**The request**
Could you copy out the rows below word for word, omitting the pictures?

(Photo labels with boxes)

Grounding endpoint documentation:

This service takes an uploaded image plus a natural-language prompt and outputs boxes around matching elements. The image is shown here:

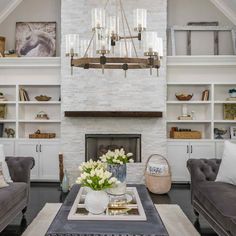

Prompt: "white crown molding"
[0,57,61,69]
[0,0,23,24]
[211,0,236,25]
[167,55,236,67]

**Task answer**
Grounding endpoint documentation:

This service takes an uploaded image plus a natural-language prompt and outputs boxes around matching elements. The image is shown here:


Prompt: "white crown molding"
[0,57,61,69]
[0,0,23,24]
[211,0,236,25]
[167,55,236,67]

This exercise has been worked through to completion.